BEGIN Dataset rows

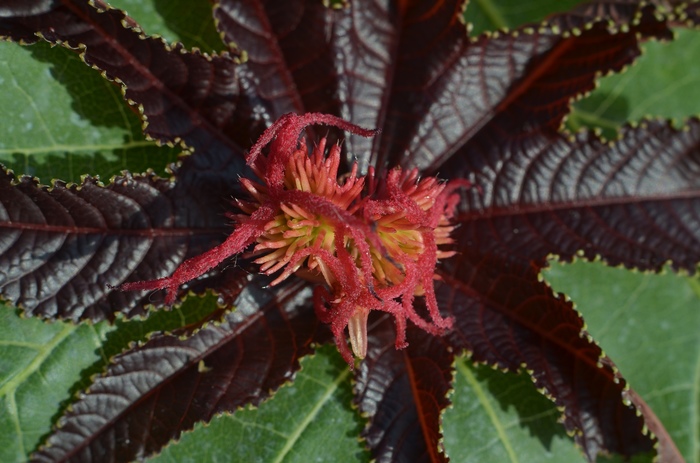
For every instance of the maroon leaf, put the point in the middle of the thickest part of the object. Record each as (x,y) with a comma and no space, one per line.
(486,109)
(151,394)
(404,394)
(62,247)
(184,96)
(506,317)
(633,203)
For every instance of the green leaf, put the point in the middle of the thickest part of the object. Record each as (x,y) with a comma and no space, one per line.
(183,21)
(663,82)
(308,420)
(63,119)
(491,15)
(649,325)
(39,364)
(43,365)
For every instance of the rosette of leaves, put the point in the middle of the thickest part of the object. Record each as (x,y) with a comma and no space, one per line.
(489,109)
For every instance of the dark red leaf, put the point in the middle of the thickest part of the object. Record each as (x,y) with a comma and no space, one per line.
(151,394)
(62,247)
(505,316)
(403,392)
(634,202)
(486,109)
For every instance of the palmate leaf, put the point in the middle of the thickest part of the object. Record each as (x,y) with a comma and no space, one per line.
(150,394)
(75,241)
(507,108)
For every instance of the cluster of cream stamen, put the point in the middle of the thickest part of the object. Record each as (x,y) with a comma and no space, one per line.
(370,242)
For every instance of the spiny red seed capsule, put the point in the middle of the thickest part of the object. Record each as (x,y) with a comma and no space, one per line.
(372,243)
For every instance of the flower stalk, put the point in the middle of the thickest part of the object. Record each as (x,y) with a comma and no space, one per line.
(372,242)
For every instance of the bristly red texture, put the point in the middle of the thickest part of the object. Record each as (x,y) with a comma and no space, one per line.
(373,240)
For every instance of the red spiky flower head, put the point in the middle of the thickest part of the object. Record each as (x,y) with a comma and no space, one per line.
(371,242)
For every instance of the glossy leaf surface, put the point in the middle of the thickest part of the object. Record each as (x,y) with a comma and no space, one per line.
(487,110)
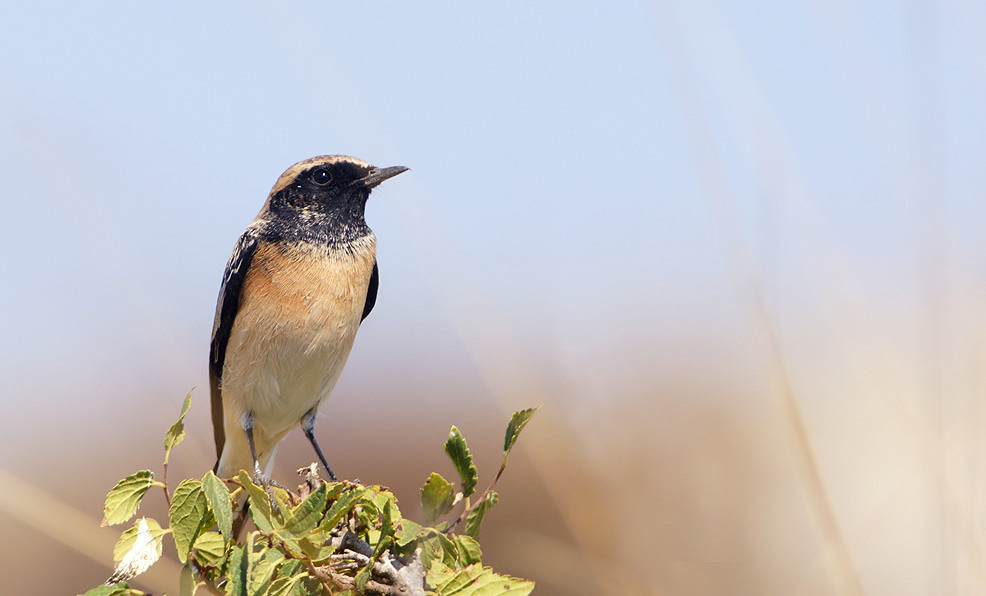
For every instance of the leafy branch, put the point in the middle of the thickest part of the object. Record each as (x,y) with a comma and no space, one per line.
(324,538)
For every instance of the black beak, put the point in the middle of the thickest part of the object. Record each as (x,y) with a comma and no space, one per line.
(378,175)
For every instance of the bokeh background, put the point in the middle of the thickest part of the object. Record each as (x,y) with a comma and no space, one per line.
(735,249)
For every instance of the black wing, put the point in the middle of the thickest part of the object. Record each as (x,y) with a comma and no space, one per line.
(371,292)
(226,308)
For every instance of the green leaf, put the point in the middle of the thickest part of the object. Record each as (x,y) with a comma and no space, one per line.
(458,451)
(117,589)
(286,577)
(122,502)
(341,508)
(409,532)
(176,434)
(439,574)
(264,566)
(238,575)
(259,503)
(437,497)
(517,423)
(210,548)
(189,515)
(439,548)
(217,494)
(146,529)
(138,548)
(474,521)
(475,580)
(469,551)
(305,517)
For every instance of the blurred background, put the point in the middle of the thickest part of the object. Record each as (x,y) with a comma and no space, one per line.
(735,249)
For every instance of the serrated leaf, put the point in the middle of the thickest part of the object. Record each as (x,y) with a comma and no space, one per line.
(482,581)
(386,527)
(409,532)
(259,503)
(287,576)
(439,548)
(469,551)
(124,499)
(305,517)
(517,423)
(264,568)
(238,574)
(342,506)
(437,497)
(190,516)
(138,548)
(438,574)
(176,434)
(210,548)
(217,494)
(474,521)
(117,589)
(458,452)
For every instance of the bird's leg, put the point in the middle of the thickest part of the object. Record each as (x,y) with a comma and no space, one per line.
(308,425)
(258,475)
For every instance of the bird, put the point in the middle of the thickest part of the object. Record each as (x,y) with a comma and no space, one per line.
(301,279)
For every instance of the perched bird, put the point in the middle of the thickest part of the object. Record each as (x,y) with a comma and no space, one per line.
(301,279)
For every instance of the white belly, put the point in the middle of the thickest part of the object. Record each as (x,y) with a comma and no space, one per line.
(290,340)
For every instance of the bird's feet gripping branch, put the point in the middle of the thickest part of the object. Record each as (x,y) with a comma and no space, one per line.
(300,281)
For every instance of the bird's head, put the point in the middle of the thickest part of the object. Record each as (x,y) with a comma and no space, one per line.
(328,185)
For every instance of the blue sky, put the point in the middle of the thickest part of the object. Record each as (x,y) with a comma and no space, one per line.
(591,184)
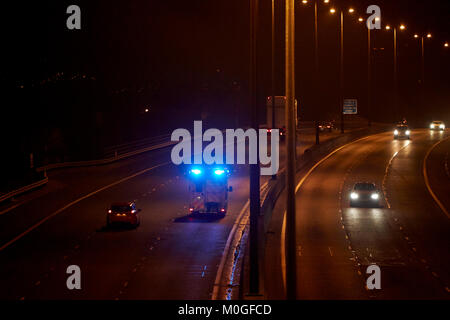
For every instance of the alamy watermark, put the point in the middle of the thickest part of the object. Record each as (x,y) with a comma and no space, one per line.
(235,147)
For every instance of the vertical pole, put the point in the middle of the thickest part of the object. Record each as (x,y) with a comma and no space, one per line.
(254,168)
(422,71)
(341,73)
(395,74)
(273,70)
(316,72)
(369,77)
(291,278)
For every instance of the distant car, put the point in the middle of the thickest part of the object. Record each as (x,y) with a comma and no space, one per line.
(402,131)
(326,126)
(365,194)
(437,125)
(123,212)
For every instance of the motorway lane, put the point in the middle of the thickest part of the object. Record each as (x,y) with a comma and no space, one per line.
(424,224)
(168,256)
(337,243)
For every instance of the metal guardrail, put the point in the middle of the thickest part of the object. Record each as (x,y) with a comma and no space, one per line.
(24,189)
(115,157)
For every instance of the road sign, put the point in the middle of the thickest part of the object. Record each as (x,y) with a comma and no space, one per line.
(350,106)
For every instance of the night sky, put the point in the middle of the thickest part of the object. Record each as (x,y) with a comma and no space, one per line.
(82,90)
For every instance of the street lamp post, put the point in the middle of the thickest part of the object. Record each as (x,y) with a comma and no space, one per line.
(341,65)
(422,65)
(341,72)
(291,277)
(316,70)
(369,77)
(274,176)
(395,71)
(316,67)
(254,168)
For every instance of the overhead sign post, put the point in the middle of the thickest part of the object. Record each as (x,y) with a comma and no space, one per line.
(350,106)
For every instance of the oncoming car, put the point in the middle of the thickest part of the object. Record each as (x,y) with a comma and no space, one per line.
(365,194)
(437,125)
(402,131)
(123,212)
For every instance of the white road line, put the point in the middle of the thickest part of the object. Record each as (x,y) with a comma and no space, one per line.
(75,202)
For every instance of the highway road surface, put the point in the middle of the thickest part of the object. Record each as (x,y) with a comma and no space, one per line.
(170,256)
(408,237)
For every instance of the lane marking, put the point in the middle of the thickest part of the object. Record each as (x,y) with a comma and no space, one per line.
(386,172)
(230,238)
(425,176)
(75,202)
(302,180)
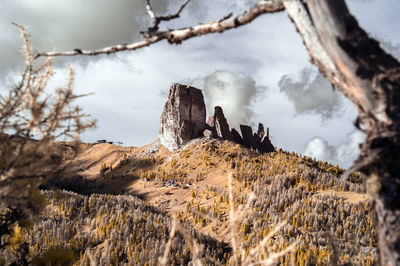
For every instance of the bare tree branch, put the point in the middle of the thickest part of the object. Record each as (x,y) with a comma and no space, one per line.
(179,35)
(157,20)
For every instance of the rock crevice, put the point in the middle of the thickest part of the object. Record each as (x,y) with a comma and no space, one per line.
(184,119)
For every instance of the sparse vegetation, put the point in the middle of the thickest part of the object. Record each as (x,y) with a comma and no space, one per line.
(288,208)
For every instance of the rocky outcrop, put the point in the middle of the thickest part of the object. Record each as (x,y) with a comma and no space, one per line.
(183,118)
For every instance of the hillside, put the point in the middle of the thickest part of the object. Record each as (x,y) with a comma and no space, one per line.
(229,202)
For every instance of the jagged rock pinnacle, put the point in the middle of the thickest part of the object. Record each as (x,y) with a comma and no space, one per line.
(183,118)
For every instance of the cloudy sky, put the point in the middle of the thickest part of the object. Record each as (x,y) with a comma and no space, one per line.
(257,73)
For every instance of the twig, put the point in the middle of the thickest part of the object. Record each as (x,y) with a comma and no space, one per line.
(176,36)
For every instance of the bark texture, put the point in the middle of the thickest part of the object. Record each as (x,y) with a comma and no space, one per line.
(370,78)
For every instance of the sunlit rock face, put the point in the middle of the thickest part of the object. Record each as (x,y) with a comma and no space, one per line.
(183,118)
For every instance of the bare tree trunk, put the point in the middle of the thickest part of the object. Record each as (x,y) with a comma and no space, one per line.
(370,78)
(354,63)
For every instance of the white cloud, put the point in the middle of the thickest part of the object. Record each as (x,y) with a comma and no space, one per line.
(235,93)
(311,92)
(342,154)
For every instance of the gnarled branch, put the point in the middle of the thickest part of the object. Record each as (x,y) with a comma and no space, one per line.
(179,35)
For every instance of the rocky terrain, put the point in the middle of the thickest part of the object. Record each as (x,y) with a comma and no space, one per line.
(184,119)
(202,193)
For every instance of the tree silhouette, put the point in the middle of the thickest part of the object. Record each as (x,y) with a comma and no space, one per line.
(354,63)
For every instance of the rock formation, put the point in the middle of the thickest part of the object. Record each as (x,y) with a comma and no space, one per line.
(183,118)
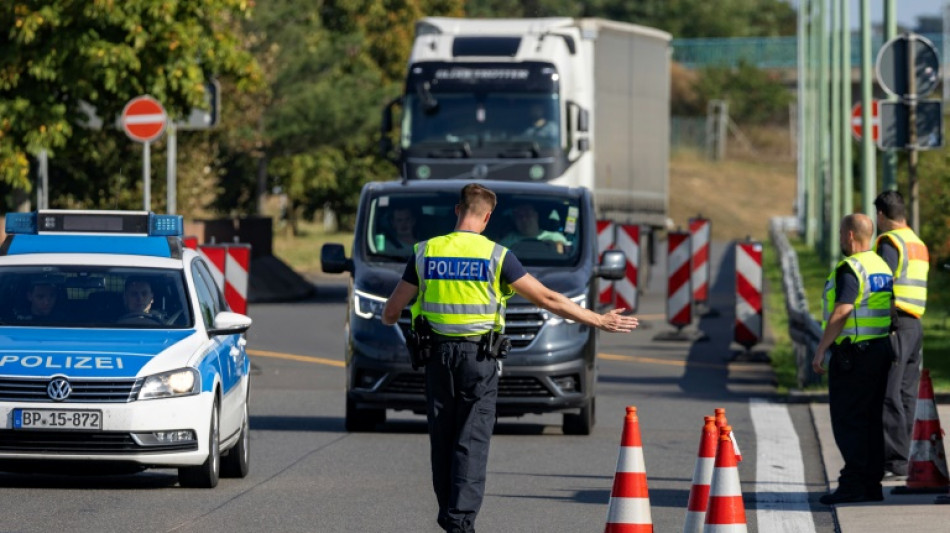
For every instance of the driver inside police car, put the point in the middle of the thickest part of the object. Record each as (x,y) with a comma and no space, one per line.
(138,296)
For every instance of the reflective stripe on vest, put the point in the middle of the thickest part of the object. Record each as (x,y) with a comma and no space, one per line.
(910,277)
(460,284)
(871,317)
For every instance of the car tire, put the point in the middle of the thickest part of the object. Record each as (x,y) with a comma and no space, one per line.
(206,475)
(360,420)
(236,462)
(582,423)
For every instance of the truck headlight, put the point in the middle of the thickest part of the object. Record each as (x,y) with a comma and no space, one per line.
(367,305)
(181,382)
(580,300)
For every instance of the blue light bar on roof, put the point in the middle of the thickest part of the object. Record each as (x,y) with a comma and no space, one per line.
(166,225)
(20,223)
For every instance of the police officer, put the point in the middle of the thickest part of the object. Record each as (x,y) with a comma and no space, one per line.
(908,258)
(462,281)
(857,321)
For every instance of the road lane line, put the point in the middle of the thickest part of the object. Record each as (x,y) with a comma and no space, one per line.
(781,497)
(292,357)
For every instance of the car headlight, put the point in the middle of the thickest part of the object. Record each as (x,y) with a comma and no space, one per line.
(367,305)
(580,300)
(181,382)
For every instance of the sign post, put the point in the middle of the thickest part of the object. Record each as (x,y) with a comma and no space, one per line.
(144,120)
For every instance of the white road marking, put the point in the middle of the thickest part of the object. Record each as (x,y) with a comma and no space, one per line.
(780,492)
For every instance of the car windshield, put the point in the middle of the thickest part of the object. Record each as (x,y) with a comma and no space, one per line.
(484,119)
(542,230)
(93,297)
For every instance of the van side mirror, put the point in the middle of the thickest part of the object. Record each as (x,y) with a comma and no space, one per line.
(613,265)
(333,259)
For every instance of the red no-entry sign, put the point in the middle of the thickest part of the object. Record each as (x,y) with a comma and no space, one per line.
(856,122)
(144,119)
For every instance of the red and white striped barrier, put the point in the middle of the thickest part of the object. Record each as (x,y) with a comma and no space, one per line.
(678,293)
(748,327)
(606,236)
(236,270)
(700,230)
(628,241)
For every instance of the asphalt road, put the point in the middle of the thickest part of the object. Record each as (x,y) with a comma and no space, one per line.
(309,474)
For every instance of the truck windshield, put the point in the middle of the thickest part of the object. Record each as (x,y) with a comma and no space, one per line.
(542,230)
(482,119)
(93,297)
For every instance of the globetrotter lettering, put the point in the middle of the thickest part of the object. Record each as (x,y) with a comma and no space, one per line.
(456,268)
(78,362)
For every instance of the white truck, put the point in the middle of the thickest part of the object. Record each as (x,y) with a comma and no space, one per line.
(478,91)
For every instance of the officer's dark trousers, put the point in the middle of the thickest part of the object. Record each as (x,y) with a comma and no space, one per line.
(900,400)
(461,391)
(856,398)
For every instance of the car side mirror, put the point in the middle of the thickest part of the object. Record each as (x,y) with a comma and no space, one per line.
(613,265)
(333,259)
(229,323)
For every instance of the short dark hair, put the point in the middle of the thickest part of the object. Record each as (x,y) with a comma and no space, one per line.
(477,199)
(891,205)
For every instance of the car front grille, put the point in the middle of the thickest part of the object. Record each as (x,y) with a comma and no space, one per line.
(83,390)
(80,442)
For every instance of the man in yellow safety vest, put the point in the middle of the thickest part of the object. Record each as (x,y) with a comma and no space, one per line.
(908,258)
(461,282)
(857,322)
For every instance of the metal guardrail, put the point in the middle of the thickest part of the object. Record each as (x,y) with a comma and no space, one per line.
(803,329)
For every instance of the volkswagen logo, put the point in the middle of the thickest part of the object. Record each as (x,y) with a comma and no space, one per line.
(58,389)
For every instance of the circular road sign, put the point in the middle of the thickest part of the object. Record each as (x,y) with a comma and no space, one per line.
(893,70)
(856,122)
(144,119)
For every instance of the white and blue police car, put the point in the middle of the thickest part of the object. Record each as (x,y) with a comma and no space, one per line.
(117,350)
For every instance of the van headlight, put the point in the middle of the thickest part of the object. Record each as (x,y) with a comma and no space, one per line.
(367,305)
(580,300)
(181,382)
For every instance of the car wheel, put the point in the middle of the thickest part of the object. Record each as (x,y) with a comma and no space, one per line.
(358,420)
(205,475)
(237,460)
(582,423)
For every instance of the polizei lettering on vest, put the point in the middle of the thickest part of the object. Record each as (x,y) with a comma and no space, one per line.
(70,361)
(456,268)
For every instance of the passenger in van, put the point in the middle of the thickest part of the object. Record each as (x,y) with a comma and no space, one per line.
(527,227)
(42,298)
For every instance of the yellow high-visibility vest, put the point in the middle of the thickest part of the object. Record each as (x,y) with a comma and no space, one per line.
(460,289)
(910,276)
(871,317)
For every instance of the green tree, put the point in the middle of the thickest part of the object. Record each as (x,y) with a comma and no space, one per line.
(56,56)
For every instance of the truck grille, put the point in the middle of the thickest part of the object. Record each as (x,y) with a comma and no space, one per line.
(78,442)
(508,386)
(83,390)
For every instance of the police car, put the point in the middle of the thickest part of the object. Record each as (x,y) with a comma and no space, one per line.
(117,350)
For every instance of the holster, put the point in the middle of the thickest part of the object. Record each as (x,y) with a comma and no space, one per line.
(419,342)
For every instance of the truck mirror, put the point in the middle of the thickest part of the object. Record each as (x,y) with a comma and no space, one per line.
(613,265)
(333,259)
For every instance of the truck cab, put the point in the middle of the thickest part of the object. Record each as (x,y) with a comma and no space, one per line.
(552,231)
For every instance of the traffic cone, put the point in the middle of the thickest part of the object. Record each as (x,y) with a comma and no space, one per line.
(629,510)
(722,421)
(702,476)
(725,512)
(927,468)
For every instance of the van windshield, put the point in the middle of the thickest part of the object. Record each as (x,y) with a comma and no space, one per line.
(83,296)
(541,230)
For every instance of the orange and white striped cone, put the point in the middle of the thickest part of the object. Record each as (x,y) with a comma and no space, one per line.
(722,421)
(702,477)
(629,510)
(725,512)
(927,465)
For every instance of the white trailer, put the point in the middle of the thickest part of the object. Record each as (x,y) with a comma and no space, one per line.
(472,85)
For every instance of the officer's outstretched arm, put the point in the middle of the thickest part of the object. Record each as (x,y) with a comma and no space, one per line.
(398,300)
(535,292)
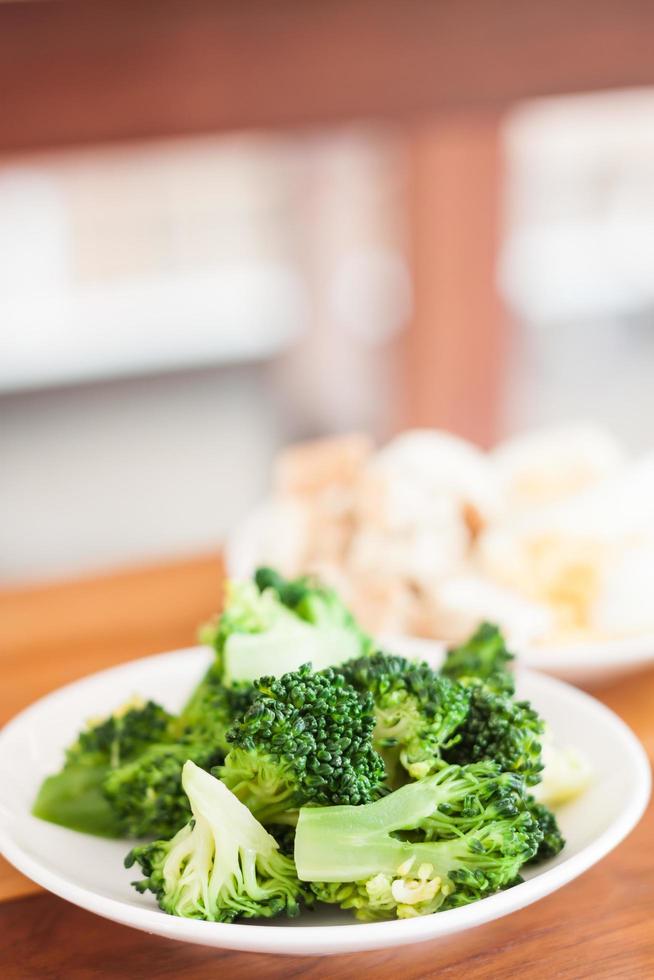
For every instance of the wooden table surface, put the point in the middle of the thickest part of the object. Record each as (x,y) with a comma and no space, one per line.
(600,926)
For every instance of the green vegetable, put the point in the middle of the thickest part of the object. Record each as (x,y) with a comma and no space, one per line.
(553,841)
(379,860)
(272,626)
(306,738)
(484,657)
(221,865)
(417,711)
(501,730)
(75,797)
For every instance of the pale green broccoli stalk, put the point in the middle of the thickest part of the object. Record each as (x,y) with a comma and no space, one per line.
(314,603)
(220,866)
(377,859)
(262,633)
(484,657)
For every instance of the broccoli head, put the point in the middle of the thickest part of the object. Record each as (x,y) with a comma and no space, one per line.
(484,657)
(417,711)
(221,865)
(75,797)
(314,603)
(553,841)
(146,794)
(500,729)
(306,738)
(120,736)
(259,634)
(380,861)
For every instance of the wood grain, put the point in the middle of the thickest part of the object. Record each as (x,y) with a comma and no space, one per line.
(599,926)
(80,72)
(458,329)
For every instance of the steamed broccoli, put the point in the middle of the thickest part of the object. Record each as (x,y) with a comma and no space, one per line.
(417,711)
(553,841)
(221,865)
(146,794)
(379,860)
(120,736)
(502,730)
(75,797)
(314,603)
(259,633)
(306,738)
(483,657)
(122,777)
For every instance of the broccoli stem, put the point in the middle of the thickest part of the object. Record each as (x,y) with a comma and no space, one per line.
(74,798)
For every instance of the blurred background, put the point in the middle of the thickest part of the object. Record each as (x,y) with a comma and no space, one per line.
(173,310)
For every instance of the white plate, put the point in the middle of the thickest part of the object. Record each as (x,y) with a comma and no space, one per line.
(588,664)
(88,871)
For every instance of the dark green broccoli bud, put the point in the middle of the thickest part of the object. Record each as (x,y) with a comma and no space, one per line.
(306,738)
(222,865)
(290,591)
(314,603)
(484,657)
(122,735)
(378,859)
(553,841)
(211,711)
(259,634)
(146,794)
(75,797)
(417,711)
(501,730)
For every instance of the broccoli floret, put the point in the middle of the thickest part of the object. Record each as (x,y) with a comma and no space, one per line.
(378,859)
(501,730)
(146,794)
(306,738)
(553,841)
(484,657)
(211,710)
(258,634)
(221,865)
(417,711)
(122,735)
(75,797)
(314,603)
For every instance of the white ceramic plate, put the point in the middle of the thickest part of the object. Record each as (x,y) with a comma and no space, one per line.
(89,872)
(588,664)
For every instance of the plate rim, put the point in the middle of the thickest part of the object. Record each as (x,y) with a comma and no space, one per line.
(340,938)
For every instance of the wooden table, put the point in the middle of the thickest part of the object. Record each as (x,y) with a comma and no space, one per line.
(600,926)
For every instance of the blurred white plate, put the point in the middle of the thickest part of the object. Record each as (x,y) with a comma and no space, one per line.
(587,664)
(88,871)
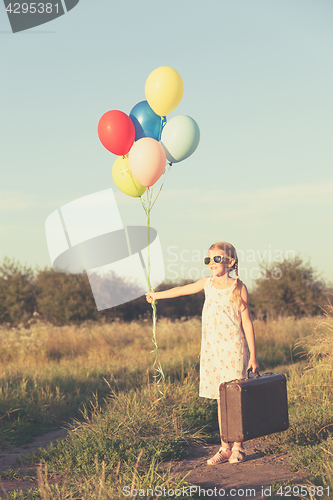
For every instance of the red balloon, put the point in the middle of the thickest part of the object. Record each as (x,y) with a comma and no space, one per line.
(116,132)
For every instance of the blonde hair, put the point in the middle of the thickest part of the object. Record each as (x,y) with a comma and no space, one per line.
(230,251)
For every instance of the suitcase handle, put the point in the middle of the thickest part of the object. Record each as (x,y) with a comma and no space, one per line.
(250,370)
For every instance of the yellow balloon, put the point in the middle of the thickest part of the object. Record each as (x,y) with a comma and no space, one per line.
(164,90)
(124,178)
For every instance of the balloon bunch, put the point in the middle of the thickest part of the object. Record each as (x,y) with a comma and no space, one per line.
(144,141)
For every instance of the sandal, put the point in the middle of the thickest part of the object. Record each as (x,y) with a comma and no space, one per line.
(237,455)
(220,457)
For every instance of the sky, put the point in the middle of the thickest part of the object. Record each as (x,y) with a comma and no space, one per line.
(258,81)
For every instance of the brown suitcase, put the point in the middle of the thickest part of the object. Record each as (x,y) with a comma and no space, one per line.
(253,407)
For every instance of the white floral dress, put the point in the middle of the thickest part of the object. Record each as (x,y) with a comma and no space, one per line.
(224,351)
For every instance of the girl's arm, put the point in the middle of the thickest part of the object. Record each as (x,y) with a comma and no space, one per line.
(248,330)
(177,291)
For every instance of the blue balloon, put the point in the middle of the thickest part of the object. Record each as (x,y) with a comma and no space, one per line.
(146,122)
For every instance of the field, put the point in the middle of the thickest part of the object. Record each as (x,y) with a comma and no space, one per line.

END Dataset rows

Exercise requirements -
Extract the closing run of lines, starting with the one containing "For every instance of the sandal, put" and ending at the last, exactly as written.

Written reply -
For every instance of the sandal, put the point in the middle of the thickest part of the object. Record each as (x,y) with a comma and no space, one per line.
(237,455)
(220,457)
For every instance of the sky, put the point in the middle of the thickest part of the object. Record each as (x,y) with a comma and no space, one per line.
(258,81)
For every instance of the brown suitcase, put the point in the middle of the thickest part of the object. Record each as (x,y) with a comma and no space, one per line.
(253,407)
For every instance of the white floral dress, put the point in the middle of the thickest part of the object. Record each as (x,y) with a comma and no space, one per line.
(224,351)
For every instance of the girl's arm, put the point in the middle of the thickest part of the object. Record each as (x,y) with a comma and no space, one per line.
(248,330)
(177,291)
For every instance of the blue balloon, put the point in the middle of the thickest part of the object. Record each as (x,y) with a comma and no space, one per line.
(146,122)
For every instance of the field, put the point in the middle of the thickest part of the object. Record each as (x,y) with a comma and no space, one per line.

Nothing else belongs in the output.